- **TASK STATEMENT**:
Reproduce the closing run of lines below verbatim, from the line that contains "row in this photo." up to and including the final line.

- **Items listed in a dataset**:
◆ ◆ ◆ ◆ ◆

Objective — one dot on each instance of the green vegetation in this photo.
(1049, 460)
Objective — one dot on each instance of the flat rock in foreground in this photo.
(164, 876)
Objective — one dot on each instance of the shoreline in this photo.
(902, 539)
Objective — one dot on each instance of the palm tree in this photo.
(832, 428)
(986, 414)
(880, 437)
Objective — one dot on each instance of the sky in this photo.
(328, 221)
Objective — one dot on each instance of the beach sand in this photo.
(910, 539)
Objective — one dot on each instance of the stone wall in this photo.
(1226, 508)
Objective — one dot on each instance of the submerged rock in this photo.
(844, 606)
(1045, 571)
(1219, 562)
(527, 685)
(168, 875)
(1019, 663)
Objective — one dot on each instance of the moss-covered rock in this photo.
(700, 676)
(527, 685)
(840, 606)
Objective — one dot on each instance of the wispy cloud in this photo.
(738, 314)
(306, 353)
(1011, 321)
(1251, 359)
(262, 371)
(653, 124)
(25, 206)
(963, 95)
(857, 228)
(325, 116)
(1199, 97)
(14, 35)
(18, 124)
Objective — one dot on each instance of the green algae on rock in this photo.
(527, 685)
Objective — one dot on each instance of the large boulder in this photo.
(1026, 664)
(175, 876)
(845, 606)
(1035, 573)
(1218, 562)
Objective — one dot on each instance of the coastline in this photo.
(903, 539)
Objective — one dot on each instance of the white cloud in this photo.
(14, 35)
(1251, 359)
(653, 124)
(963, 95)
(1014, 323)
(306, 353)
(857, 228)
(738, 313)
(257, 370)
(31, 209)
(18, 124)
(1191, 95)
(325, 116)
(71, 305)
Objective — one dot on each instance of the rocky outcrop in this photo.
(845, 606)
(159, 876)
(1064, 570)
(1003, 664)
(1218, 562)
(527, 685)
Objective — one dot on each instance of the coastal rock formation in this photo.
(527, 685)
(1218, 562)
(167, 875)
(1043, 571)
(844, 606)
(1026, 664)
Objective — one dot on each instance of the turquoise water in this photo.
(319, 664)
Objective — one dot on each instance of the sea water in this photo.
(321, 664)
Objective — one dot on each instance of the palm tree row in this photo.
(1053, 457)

◆ ◆ ◆ ◆ ◆

- **SOLUTION TO THIS PROBLEM**:
Objective — one dot on each instance of the palm tree row in this photo.
(1053, 457)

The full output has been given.